[Source data]
• • • • • • •

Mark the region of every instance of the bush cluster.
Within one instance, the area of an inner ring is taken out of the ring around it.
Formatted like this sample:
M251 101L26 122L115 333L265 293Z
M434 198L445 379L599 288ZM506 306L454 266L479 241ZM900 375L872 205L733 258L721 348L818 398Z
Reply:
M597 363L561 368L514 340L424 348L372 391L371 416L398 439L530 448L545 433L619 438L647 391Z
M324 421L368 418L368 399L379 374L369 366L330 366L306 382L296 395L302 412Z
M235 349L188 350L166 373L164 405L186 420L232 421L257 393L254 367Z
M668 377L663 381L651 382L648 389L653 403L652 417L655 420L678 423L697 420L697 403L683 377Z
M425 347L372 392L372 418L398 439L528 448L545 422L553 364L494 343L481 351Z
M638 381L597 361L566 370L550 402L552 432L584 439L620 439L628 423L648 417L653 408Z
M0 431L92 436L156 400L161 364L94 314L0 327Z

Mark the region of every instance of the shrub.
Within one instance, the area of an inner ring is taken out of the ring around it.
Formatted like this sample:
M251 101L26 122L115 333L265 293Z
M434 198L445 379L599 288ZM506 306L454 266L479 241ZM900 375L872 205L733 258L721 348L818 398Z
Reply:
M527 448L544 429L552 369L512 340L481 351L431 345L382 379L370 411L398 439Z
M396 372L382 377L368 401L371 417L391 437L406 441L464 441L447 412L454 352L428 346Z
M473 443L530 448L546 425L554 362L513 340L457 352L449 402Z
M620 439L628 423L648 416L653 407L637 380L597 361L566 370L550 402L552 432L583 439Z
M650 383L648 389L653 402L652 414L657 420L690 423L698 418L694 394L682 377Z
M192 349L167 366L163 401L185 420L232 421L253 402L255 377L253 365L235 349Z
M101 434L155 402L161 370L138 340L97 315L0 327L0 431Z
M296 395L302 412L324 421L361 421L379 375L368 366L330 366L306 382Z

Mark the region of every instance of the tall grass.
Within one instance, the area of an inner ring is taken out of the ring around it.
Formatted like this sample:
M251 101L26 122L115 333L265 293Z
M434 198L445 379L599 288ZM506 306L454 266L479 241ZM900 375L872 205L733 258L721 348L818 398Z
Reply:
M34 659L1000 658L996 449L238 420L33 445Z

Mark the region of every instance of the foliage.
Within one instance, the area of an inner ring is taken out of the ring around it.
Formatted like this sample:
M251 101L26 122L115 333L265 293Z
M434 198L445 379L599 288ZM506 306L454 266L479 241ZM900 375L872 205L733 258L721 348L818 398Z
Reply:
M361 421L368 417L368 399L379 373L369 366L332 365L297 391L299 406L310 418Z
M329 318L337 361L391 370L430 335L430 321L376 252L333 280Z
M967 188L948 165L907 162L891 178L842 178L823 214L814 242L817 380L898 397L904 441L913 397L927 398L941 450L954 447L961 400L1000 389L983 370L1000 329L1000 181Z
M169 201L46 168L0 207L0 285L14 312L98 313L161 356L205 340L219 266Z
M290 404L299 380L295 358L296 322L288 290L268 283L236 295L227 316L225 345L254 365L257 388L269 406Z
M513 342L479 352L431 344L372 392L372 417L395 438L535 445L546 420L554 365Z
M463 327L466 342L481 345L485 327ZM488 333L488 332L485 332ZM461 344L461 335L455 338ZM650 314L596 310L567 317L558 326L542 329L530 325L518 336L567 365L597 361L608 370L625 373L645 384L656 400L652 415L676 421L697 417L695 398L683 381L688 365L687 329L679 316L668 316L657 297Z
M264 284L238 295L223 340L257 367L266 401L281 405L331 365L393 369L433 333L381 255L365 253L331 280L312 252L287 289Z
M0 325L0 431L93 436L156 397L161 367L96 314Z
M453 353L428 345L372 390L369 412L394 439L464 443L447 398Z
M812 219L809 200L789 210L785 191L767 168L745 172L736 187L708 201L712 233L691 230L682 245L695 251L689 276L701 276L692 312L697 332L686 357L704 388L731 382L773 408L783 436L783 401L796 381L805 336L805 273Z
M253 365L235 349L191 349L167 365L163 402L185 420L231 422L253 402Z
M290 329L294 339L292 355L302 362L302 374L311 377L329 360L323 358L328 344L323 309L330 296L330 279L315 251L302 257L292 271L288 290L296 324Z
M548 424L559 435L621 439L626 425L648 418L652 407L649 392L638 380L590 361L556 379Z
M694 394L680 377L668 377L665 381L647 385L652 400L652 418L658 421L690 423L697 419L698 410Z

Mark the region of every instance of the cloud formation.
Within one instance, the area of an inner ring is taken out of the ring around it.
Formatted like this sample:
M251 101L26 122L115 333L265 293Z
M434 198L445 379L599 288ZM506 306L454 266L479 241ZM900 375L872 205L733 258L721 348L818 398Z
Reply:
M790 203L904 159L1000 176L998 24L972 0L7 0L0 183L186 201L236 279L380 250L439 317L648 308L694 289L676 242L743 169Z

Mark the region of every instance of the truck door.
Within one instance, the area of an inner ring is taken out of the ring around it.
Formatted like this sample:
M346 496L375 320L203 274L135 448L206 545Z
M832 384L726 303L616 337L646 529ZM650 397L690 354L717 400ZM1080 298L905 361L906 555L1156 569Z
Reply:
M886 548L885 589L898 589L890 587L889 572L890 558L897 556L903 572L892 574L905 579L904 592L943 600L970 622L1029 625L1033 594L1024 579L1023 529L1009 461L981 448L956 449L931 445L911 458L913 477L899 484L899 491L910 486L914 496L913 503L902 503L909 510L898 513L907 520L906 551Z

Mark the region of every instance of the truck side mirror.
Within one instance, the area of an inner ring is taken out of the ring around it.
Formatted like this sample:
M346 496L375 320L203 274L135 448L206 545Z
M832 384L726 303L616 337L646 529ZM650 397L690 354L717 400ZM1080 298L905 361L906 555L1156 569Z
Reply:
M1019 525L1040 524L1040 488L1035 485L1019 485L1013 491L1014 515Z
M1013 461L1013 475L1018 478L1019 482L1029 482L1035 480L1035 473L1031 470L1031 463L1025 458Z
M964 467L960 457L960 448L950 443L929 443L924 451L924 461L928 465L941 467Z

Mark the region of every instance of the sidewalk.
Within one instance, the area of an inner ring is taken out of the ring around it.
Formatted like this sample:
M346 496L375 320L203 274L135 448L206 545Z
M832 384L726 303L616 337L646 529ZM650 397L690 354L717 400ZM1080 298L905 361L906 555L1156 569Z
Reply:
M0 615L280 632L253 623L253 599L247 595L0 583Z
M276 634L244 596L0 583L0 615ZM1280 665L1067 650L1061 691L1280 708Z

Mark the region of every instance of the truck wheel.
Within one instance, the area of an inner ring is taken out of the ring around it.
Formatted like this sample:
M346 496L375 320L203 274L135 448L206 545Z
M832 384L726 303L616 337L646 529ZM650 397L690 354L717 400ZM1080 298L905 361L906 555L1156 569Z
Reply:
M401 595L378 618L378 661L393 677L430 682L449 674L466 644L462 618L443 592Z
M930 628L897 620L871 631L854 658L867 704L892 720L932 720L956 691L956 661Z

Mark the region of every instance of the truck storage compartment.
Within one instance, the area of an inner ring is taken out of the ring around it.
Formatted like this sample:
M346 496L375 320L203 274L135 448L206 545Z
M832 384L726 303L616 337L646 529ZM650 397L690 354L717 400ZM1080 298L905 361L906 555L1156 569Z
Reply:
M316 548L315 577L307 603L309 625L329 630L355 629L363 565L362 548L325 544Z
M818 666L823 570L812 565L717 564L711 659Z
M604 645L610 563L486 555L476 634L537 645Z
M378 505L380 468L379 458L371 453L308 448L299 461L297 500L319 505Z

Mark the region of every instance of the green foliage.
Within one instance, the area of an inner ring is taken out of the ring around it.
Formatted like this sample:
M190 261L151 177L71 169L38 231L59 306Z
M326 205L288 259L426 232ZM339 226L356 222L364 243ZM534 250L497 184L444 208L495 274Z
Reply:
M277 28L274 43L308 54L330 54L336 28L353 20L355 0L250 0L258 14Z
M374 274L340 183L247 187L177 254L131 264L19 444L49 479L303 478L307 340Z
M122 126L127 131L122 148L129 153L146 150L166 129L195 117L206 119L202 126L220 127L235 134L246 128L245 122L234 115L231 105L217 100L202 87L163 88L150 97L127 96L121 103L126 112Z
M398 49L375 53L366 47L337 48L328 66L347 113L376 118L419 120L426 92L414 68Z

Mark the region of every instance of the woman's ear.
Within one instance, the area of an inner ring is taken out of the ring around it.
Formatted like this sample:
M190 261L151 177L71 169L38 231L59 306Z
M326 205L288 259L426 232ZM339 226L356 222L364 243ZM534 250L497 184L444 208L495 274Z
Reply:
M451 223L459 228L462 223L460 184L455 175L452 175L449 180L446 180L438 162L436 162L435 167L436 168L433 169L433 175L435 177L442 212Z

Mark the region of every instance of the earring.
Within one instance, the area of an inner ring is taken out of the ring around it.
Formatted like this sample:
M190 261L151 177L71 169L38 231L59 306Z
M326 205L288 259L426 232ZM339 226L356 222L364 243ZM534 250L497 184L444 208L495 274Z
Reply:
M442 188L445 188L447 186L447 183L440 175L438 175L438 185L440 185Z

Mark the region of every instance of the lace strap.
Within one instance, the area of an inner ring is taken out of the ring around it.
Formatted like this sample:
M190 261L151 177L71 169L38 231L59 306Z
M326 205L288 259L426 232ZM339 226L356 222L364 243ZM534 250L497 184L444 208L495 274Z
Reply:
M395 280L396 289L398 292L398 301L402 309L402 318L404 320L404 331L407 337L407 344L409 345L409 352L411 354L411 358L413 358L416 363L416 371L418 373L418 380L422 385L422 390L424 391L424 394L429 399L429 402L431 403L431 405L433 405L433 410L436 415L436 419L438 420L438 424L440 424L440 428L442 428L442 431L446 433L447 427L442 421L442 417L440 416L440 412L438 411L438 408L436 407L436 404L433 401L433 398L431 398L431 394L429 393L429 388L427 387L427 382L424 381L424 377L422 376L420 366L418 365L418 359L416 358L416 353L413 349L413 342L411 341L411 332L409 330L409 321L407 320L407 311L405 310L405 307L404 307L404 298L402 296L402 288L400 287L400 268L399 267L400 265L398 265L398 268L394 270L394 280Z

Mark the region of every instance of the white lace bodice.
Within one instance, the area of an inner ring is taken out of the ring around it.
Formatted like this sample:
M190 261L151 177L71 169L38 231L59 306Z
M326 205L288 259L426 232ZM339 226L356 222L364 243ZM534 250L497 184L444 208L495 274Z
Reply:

• • • • • • •

#### Instructions to follow:
Look through the entries and find each line that has the string "lace". Copy those lines.

#### Exercise response:
Mark the region of every instance of the lace strap.
Mark the region of every instance of the white lace bodice.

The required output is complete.